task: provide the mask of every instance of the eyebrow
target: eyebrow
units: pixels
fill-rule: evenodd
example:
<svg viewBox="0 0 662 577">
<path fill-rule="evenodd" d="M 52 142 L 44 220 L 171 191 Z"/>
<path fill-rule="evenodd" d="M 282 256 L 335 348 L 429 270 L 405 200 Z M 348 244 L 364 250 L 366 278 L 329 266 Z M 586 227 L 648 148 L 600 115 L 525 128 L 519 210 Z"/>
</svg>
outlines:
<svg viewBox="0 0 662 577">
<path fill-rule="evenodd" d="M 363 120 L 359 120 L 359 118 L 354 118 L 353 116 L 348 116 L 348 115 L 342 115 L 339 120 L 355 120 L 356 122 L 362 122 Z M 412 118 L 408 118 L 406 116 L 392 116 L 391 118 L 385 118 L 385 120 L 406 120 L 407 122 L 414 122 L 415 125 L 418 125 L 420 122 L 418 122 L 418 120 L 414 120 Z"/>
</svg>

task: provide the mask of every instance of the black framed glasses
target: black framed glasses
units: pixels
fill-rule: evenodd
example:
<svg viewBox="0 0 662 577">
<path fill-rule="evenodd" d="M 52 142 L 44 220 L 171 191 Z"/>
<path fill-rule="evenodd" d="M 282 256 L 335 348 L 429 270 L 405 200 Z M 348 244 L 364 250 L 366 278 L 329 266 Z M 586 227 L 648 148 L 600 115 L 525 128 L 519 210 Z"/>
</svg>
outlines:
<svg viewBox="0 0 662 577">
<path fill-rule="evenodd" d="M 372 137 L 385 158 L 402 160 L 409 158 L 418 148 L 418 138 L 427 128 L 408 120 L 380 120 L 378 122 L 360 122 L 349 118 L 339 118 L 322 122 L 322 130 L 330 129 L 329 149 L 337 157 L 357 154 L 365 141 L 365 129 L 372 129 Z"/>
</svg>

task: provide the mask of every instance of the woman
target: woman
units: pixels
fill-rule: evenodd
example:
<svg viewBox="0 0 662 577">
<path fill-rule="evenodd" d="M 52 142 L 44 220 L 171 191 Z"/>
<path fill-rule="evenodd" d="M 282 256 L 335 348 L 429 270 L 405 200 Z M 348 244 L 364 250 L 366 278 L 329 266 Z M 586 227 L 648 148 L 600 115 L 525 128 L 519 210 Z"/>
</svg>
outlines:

+ + + + +

- **Goal**
Every line from the line containing "task: provide the mask of every instance of the black" to the last line of the material above must be repeated exactly, and no other line.

- **Right answer**
task: provide the mask of every instance of the black framed glasses
target: black framed glasses
units: pixels
fill-rule: evenodd
example:
<svg viewBox="0 0 662 577">
<path fill-rule="evenodd" d="M 52 142 L 44 220 L 171 191 Z"/>
<path fill-rule="evenodd" d="M 282 256 L 335 348 L 429 270 L 405 200 Z M 348 244 L 364 250 L 366 278 L 329 266 Z M 586 227 L 648 148 L 600 115 L 525 128 L 519 210 Z"/>
</svg>
outlines:
<svg viewBox="0 0 662 577">
<path fill-rule="evenodd" d="M 372 137 L 385 158 L 402 160 L 409 158 L 418 148 L 418 138 L 427 128 L 408 120 L 380 120 L 378 122 L 360 122 L 349 118 L 339 118 L 322 122 L 322 130 L 330 129 L 329 149 L 337 157 L 357 154 L 365 141 L 365 129 L 372 129 Z"/>
</svg>

task: provide the mask of every instance of the woman
target: woman
units: pixels
fill-rule: evenodd
example:
<svg viewBox="0 0 662 577">
<path fill-rule="evenodd" d="M 52 142 L 44 220 L 171 191 Z"/>
<path fill-rule="evenodd" d="M 282 256 L 335 348 L 429 270 L 405 200 Z M 348 244 L 364 250 L 366 278 L 329 266 Z M 586 227 L 648 148 L 600 115 L 525 128 L 519 210 Z"/>
</svg>
outlines:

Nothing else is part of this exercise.